• [TASK GOAL]:
Reproduce all of the following material verbatim, line for line, without any alteration.

• [DATA EXCERPTS]:
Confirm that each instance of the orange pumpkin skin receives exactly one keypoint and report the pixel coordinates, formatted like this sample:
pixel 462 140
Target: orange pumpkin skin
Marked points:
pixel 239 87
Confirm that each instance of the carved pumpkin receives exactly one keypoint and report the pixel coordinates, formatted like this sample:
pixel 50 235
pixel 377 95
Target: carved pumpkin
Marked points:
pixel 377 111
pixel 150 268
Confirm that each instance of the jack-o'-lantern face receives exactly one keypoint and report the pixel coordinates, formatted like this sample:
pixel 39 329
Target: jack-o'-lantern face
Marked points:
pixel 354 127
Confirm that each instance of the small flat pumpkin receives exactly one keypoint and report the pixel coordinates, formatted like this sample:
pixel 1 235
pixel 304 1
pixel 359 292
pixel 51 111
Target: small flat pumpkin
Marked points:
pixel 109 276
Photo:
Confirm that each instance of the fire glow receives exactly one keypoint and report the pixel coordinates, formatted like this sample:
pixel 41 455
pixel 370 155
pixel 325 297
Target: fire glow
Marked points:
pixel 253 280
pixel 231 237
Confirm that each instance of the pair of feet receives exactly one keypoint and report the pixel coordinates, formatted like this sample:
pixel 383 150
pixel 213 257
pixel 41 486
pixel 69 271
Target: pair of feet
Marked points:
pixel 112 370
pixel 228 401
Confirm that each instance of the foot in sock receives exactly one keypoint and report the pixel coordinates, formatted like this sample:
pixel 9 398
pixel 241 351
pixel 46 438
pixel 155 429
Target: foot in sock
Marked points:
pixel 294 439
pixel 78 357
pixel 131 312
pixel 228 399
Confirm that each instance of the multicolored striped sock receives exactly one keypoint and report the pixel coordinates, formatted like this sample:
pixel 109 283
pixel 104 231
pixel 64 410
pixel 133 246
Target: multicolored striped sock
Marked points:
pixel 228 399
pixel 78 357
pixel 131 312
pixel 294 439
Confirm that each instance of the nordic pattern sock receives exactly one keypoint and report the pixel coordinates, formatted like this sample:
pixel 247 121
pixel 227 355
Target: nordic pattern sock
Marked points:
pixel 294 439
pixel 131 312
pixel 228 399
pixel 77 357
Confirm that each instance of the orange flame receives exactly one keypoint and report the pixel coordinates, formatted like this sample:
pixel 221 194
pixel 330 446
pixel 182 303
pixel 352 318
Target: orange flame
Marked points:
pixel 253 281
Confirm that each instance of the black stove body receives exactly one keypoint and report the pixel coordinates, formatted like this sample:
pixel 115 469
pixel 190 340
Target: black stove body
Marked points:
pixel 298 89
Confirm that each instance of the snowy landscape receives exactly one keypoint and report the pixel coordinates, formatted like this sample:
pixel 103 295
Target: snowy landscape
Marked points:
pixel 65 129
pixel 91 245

• [THE REPLY]:
Confirm that each instance of the orange pumpkin skin receives exactly one keypoint and report the pixel coordinates, formatted like this sample:
pixel 462 140
Target: orange pumpkin skin
Marked points:
pixel 239 87
Confirm that each instance of the carved pumpkin receives exactly one keypoint and report the pixel coordinates, formatted like this sample:
pixel 50 235
pixel 377 95
Target: carved pumpkin
Marked points:
pixel 377 111
pixel 150 268
Confirm that each instance of the jack-o'-lantern face receives exactly one keypoint and report the pixel coordinates, formatted like this sample:
pixel 39 329
Target: jack-o'-lantern face
Marked points:
pixel 354 127
Confirm that each instance of the small flat pumpkin receives exactly one keypoint and report the pixel coordinates, formatted like this sample:
pixel 1 235
pixel 304 1
pixel 359 292
pixel 51 111
Target: small flat pumpkin
Marked points:
pixel 109 276
Photo:
Confirm that each instance of the fire glow receives exactly one keypoint and report the pixel coordinates, formatted like this sample:
pixel 41 455
pixel 370 155
pixel 325 297
Target: fire glow
Marked points:
pixel 253 280
pixel 231 237
Confirm that each instance of the pair of feet receives exactly one keypoint and report the pixel coordinates, formatted like this sample:
pixel 383 150
pixel 213 257
pixel 41 486
pixel 69 271
Target: pair of feet
Marked points:
pixel 112 370
pixel 228 401
Confirm that each instance of the foot in sock receives exactly one keypoint and report the pixel coordinates, formatted like this sample:
pixel 9 398
pixel 241 351
pixel 46 438
pixel 155 429
Target: foot in sock
Marked points:
pixel 294 439
pixel 78 357
pixel 131 312
pixel 228 399
Confirm that each instance of the multicolored striped sock receives exactly one keypoint and report the pixel coordinates, formatted like this sample:
pixel 109 283
pixel 104 231
pixel 64 410
pixel 133 246
Target: multicolored striped sock
Marked points:
pixel 228 399
pixel 78 357
pixel 131 312
pixel 294 439
Confirm that each instance of the nordic pattern sock receives exactly one keypoint and report the pixel coordinates, formatted like this sample:
pixel 247 121
pixel 227 355
Target: nordic pattern sock
Marked points:
pixel 294 439
pixel 131 312
pixel 228 399
pixel 77 357
Confirm that each instance of the orange flame receives exactly one keypoint and report the pixel coordinates, formatted like this sample:
pixel 221 194
pixel 330 446
pixel 182 303
pixel 352 318
Target: orange flame
Marked points:
pixel 253 281
Confirm that each instance of the black stove body receives exactly one keypoint and report the pixel coordinates, formatted like this sample:
pixel 115 469
pixel 190 340
Target: black stove body
Marked points:
pixel 298 89
Confirm that each instance of the snowy landscape receives exactly one keypoint and report the pixel coordinates, formatted like this sample:
pixel 103 295
Target: snowy landscape
Marked points:
pixel 65 129
pixel 91 245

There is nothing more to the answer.